Stored data entries:
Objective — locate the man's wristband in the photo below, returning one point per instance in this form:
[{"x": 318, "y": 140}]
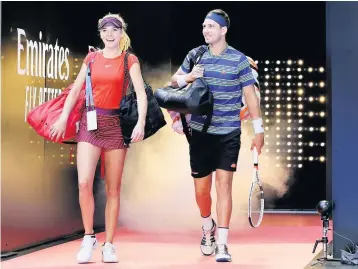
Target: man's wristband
[{"x": 258, "y": 126}]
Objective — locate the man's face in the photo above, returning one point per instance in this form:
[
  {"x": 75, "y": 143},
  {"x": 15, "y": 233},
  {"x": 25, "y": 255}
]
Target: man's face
[{"x": 212, "y": 31}]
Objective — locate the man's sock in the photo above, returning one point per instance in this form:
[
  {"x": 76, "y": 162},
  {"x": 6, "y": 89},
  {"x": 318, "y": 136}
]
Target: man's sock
[
  {"x": 207, "y": 222},
  {"x": 222, "y": 235}
]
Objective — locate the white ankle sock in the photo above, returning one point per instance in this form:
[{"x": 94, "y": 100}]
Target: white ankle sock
[
  {"x": 207, "y": 222},
  {"x": 222, "y": 235}
]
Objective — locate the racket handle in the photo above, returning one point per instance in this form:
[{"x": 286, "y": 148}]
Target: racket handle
[{"x": 256, "y": 156}]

» **AIM OF THE TASK**:
Reproduce word for word the lines of the material starting at the line that contains "Objective — locate the man's sock" and ending with the final line of the material.

» **WRITTEN RESPONSE**:
Objective — locate the man's sock in the photo above, returning one point per instance in this form:
[
  {"x": 76, "y": 162},
  {"x": 6, "y": 89},
  {"x": 318, "y": 136}
]
Target: man's sock
[
  {"x": 207, "y": 222},
  {"x": 222, "y": 235}
]
Objective — locate the white ankle sock in the photo above, returning one point per instance in this form:
[{"x": 94, "y": 100}]
Target: white ankle sock
[
  {"x": 207, "y": 222},
  {"x": 222, "y": 235}
]
Objective — locate the racket handle in the photo above, returning one point per instance in this form:
[{"x": 286, "y": 148}]
Target: racket handle
[{"x": 256, "y": 156}]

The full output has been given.